> **SOURCE EXTRACT**:
10.000 Musical Instruments for a Semi-connected World

NIME 2020, 21-25 July, Royal Birmingham Conservatoire

Design Fiction and Absurd Making as NIME Practices

DATE AND TIME: 21 July - 2-4 pm (UK time)
SUBMISSION DEADLINE : EXPIRED


The 10.000 Instruments workshop aims to cheer up social distancing through some playful interactions. We invite the NIME community to dive in an online gathering to collaborativelly sketch as many instrument ideas as possible. A lighthearted activity that might ease for a couple of hours the challenging situations we are all experiencing.

An opportunity to experiment with alternative ways to generate interface ideas and speculate on music tech through open-ended artefacts and playful design explorations. An unconventional workshop to advance the debate around the complex, interdisciplinary and multifaceted nature of contemporary musical instruments.



Play Make Believe: Exploring Alternatives

This speculative virtual workshop attempts to engage with critical NIME discourse through creative and collaborative design explorations. The workshop draws on a small but growing body of work that challenges technology ideation and development through absurd, speculative and playful artefacts. These include the work of Kristina Andersen on the Magic Machine workshops and John Bowers and Owen Green which exploited the notion of hijacking as a way to question existing music technologies. Another example is of such approach is the Absurd Music Hackathon held at Queen Mary University in which the making of intentionally silly, absurd and provocative instruments allowed participants to generate a critique of current technology and illustrate future musical visions.

> **REQUIRED WORK**:
1/ Please reproduce, word for word, the part of the NIME workshop description that opens with the words containing "Design Fiction and" and closes with "are all experiencing.".
2/ Extend the NIME workshop description, picking up right after its final sentence.

> **GIVEN DATA**:

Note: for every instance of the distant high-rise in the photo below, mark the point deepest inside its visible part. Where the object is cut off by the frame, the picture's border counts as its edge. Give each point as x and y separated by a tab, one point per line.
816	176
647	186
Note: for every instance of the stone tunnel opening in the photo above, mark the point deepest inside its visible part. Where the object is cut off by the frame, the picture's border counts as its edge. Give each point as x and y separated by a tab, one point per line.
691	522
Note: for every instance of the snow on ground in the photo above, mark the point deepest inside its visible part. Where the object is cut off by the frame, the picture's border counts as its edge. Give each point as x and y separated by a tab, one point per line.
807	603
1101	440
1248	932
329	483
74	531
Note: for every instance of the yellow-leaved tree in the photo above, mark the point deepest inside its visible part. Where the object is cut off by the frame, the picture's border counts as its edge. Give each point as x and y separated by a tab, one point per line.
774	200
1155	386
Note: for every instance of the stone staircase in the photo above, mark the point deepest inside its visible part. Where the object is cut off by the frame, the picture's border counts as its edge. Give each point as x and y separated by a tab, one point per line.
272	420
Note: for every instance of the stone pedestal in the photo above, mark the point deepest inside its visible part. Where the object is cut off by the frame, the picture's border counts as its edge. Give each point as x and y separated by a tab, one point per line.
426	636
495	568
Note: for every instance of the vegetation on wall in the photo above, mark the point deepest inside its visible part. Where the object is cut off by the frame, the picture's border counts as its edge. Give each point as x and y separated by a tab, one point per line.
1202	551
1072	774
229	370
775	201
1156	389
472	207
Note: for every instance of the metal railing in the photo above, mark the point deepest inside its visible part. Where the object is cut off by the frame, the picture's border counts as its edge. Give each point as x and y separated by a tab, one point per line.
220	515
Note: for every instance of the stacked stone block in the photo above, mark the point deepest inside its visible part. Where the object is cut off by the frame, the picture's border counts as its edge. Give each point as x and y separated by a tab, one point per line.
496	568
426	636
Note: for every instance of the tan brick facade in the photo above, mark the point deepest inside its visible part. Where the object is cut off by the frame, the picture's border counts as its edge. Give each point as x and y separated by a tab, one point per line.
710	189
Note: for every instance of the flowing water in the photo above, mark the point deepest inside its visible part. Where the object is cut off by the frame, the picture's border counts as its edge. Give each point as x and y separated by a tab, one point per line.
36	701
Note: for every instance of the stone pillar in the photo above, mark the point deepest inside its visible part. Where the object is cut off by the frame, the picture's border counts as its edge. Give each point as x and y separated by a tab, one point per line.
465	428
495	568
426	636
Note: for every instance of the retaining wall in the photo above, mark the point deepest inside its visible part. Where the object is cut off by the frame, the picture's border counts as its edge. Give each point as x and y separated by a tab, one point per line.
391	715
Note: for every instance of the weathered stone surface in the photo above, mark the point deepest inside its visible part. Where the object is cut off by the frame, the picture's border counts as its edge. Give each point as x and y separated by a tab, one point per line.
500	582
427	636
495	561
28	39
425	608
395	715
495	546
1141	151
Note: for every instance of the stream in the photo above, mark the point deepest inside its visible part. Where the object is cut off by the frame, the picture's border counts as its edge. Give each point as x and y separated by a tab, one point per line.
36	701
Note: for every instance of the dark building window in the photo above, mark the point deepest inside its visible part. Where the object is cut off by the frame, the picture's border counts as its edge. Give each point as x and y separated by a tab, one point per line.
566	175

> **RESPONSE LIST**:
1/
Design Fiction and Absurd Making as NIME Practices

DATE AND TIME: 21 July - 2-4 pm (UK time)
SUBMISSION DEADLINE : EXPIRED


The 10.000 Instruments workshop aims to cheer up social distancing through some playful interactions. We invite the NIME community to dive in an online gathering to collaborativelly sketch as many instrument ideas as possible. A lighthearted activity that might ease for a couple of hours the challenging situations we are all experiencing.

2/
Critical Discourse & NIME Design

The workshop aims to generate critical discussions on new musical interfaces through playful devices such as absurdity, magic and make-believe. The activity will be an opportunity to create reflections that would be difficult to earn with more traditional methods, while avoiding overly theoretical and formal discussions. By moving away from classical design methods and looking at more subversive approaches we hope to question both our own practice and the routines we sometimes encounter in academic and research areas. The aim is to question the role of technology in creative practice through make-believe, fragile and contradictory artefacts and playful design explorations. By making and sharing imaginary musical instruments we aim to expand on how can absurdity and humour be helpful to stretch and critique conventional ideas of what is useful, appropriate and sensible in (music) technology research and development.



10.000 Instruments

Have a look to the workshop proposal.

The 10.000 Instrument workshop will feature a permissive and open-ended online workspace where participants can collaborate to sketch new interface ideas, including seriously silly concepts, not-yet-existing designs and variations of existing instruments. The instruments will be collected on a shared workspace (e.g. Google slides) and made available for collective explorations. Participants are then invited to share, come and go, further develop others’ ideas, follow intuitions and play with both humour and risky ideas (always in respectful and kind fashion).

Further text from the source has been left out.